:: READING TEXT ::
——

Place in Safad, Mandatory Palestine

Kafr Bir'im, also Kefr Berem (كفر برعم, כְּפַר בִּרְעָם), was a former village in Mandatory Palestine, located in modern-day northern Israel, 4 km south of the Lebanese border and 11.5 km northwest of Safed. The village was situated 750 m above sea level. "The village stood on a rocky hill only a little higher than the surrounding area and faced north and west."

In ancient times, it was a Jewish village known as Kfar Bar'am. It became culturally Arabized during the Middle Ages. In the early Ottoman era it was wholly Muslim. During the 19th and early 20th centuries, it was noted as a predominantly Maronite Christian village. A church overlooking it at an elevation of 752 m was built on the ruins of an older church destroyed in the earthquake of 1837. In 1945, it had a population of 710 people, most of them Christians.

The Palestinian Christian villagers were expelled by Zionist forces during the 1948 Palestine war. A few years later, on September 16, 1953 the village was destroyed by the Israeli military in order to prevent the villagers' return and in defiance of an Israeli Supreme Court decision recognizing the villager's right to return to their homes. By 1992, the only standing structure was the church and belltower.

==History==

===Antiquity===
The village was originally Kfar Bar'am, a Jewish village which was established in ancient times. The remains of the 3rd-century Kfar Bar'am synagogue on the outskirts of the town are still visible, as is another ruined synagogue in the center of the village.

Among the findings here is an Aramaic bronze amulet inscribed in Hebrew letters, believed to offer protection to "Yudan, son of Nonna". This artifact was unearthed during excavations led by Aviam in 1998 at the small synagogue near Bar'am.

===Middle Ages===
A visitor in the thirteenth century described an Arab village containing the remains of two ancient synagogues.

===Ottoman period===
In 1596, Kafr Bir'im appeared in Ottoman tax registers as being in the Nahiya of Jira, part of Sanjak Safad. It had a population of 114 households and 22 bachelors; all noted as Muslim. The villagers paid taxes on wheat, barley, goats and beehives, but most of the taxes were paid as a fixed sum; total revenue was 13,400 akçe.

Kafr Bir'im was badly damaged in the Galilee earthquake of 1837. The local church and a row of columns from the ancient synagogue collapsed. In 1838 it was noted as a Maronite village in the Safad region.

——

:: EXTRACTED MATERIAL ::

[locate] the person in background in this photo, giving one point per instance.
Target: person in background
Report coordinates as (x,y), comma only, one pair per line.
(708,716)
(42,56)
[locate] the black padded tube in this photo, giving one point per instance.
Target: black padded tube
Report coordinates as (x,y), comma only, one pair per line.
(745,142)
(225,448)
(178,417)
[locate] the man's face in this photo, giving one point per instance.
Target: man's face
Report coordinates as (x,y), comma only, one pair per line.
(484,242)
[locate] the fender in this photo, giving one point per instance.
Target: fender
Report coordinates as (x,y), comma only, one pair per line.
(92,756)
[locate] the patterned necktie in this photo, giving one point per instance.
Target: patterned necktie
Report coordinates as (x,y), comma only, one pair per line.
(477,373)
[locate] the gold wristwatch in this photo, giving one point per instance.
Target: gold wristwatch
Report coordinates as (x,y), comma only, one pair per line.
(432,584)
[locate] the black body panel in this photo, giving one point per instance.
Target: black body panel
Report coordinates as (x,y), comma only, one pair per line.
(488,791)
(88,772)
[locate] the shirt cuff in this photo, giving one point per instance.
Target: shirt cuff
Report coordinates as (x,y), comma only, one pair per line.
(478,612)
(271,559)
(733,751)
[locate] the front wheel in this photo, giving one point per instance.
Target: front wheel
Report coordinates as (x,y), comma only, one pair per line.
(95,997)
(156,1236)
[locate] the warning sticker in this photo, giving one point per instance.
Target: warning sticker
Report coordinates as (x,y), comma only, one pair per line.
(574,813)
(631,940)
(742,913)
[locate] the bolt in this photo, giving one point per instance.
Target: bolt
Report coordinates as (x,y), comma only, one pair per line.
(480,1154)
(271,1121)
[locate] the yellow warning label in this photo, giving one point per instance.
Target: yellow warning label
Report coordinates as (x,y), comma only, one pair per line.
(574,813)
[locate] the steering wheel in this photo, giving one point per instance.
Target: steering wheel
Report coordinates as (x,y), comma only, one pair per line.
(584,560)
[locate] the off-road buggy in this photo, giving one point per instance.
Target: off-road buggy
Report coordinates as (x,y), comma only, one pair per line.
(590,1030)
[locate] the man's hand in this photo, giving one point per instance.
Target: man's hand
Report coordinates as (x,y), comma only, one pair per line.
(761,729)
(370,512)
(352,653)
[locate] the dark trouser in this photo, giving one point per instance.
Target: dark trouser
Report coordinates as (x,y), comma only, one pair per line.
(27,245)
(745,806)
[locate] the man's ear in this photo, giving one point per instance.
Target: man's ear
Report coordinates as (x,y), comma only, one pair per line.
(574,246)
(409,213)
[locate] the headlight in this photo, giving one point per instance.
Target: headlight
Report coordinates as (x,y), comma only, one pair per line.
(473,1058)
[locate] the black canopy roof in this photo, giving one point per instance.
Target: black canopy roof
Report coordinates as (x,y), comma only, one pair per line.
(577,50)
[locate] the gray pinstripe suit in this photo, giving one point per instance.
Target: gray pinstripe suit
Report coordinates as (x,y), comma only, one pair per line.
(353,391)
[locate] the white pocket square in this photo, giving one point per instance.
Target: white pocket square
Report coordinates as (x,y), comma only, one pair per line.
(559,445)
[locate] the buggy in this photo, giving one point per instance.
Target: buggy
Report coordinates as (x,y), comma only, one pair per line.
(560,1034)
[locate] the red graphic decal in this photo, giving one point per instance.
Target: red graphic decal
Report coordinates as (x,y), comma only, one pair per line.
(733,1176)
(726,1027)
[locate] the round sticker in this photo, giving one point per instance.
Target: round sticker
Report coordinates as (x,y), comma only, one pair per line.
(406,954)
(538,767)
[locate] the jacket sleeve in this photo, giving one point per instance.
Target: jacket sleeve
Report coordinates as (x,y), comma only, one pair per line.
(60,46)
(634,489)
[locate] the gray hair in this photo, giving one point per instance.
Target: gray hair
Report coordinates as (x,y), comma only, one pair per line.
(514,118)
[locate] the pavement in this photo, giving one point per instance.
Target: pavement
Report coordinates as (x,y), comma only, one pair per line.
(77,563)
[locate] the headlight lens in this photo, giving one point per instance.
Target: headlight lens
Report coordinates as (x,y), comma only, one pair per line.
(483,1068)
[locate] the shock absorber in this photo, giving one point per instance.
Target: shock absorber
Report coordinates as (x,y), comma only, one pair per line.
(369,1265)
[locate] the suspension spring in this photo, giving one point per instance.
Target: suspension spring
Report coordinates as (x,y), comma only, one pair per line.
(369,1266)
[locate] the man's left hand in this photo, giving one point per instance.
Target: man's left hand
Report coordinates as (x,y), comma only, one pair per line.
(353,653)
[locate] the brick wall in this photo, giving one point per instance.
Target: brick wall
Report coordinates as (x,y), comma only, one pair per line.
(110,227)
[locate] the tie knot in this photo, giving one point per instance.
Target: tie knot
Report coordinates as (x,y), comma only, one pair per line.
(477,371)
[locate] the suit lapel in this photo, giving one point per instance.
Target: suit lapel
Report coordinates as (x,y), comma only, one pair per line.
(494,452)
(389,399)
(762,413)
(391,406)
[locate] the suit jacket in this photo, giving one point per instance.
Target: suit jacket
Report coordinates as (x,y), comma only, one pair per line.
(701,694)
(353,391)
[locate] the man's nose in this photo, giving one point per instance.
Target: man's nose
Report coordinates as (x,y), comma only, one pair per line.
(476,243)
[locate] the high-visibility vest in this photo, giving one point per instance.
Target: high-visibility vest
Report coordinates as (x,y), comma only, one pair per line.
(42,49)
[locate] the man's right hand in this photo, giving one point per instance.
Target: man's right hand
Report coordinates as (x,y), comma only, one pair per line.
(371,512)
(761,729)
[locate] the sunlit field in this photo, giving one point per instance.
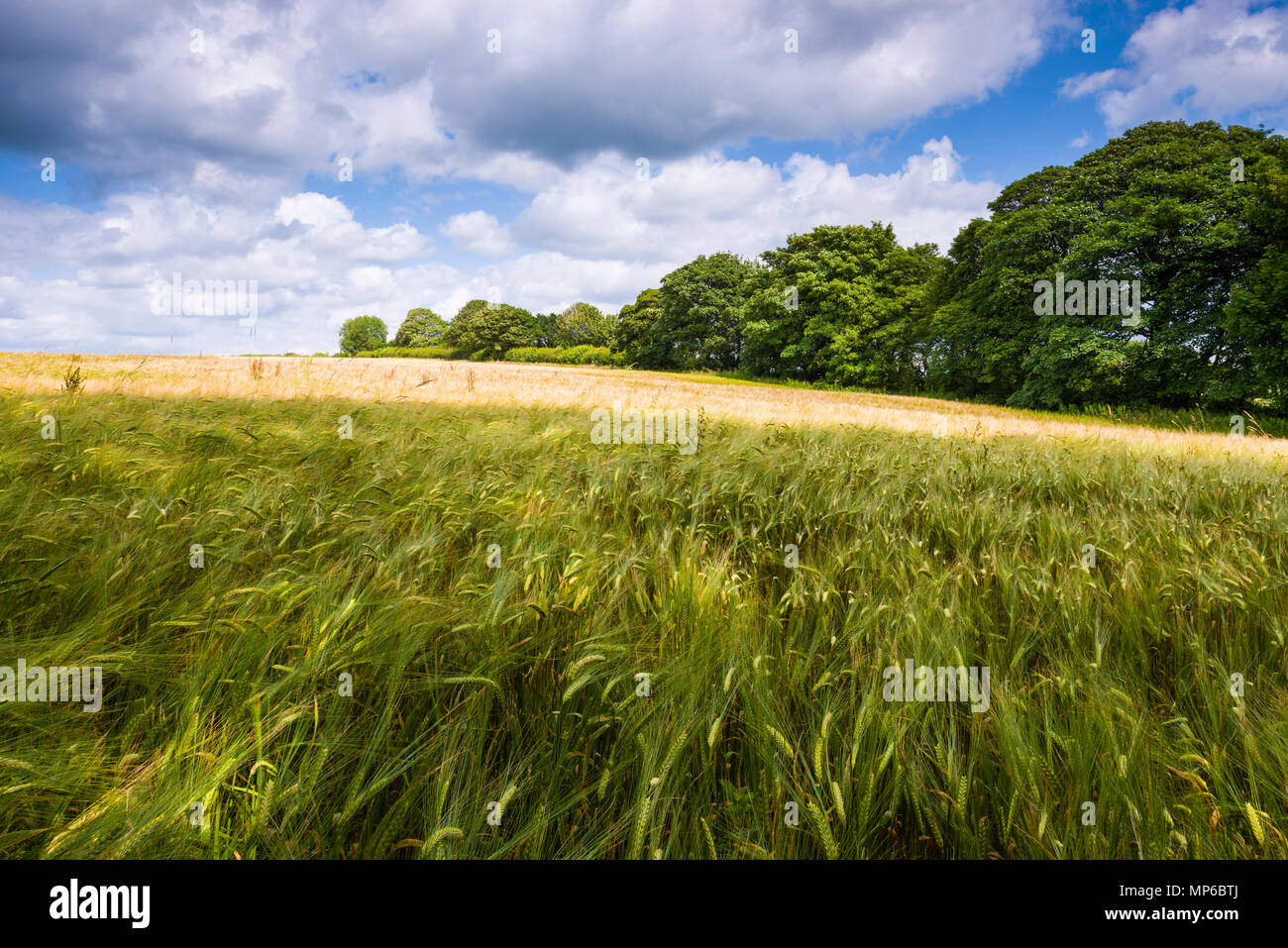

——

:: WHAT TO DO ::
A - List every item the Kafr Bir'im text says the villagers paid taxes on in the 1596 Ottoman registers.
B - In the Kafr Bir'im text, rewrite the passage from "Kafr Bir'im, also" up to and including "of them Christians.", substituting "Maronite Catholic" for "Maronite Christian".

:: SOLUTION SET ::
A - wheat, barley, goats, beehives

B -
Kafr Bir'im, also Kefr Berem (كفر برعم, כְּפַר בִּרְעָם), was a former village in Mandatory Palestine, located in modern-day northern Israel, 4 km south of the Lebanese border and 11.5 km northwest of Safed. The village was situated 750 m above sea level. "The village stood on a rocky hill only a little higher than the surrounding area and faced north and west."

In ancient times, it was a Jewish village known as Kfar Bar'am. It became culturally Arabized during the Middle Ages. In the early Ottoman era it was wholly Muslim. During the 19th and early 20th centuries, it was noted as a predominantly Maronite Catholic village. A church overlooking it at an elevation of 752 m was built on the ruins of an older church destroyed in the earthquake of 1837. In 1945, it had a population of 710 people, most of them Christians.